[[ Extract provided, beginning ]]
Founded as The Hospital for Sick Children, the first hospital in England to provide in-patient beds specifically for children. Its first premises were at 49 Great Ormond Street a converted 17th century townhouse on the east corner with Powis Place. The principle founder was Dr Charles West.
In 1858 it raised enough money to be able to expand next door, into 48 Great Ormond Street.
1869 the Hospital opened a convalescent home at Cromwell House, the 17th century mansion on (then still rural) Highgate Hill, which was retained until 1924.
A new purpose-built hospital was constructed 1871-5 designed by Edward Barry, on the land which had been the gardens of the two houses and it became known as “The Hospital in the Garden”. The foundation stone was laid on 11 July 1872 by Princess Alexandra accompanied by the Prince of Wales. The hospital occupied the whole of the eastern side of Powis Place and contained the Gothic chapel, endowed by the architect’s brother William Henry Barry in memory of his wife Caroline. 1878 a new Isolation Block, was opened to the north.
[[ Extract provided, end ]]
- What you need to do -
Pick up the hospital history from the sentence about the 1878 Isolation Block and add the next few sentences. The records that follow were drawn from a separate source and have no connection to the hospital history.
[[ Given records, beginning ]]
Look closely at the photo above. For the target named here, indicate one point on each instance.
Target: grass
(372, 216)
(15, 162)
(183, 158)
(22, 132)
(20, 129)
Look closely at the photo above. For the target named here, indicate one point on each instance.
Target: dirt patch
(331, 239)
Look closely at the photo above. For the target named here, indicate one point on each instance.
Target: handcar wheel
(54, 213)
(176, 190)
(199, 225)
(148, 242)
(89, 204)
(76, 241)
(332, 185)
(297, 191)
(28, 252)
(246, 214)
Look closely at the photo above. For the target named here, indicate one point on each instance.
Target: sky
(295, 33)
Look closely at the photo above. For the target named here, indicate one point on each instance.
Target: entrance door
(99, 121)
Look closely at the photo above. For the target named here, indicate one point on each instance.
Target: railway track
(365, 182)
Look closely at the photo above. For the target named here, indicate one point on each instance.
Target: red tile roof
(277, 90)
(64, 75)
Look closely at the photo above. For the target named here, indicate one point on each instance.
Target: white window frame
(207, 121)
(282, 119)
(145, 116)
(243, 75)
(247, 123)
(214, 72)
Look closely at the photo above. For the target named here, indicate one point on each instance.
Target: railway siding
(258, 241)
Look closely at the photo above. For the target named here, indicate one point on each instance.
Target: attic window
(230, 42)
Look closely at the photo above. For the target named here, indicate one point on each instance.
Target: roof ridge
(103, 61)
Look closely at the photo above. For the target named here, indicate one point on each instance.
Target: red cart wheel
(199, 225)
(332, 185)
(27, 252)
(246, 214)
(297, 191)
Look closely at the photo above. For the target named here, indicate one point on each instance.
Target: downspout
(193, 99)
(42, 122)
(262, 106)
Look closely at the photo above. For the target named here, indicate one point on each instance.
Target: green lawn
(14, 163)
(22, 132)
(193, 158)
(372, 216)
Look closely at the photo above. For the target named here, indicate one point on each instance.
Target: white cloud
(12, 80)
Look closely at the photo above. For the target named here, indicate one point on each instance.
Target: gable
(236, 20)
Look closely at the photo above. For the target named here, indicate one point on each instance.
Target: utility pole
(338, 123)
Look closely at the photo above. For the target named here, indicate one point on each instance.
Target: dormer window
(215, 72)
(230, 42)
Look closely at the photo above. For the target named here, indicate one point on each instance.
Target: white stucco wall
[[ Given records, end ]]
- Output of the exercise -
1893 the two original houses on Great Ormond Street were demolished and replaced by a building with 3 large wards, designed by Charles Barry Jnr, Edward's brother. This is the surviving redbrick structure with “The Hospital for Sick Children“ in a first floor frieze and “Paul O’Gorman Building” on the porch frieze.
The 1875 building was demolished in 1990 and replaced with the Variety Club Building. The chapel was preserved and moved (a short distance) on its concrete foundation by hydraulic skates to its present location.
1908 a new free-standing Out-Patients building (designed by, you guessed it, Charles Edward Barry, 1855–1937, son of the one who built the 1893 building) was opened on Great Ormond Street immediately to the east on land shown as the Working Men’s College and the Hospital and Convent of St. John & St. Elizabeth on this 1895 map. The nuns' residential building on Guilford Street was taken over by the hospital as a nurses’ home and this was replaced in 1933 with the Princess Royal Nurses Home.
This history comes from HHARP, which gives much more detail and has many historical photos. Sadly it stops at this point in time. We can add that GOSH became part of the NHS in 1948 and continues to expand and develop the site.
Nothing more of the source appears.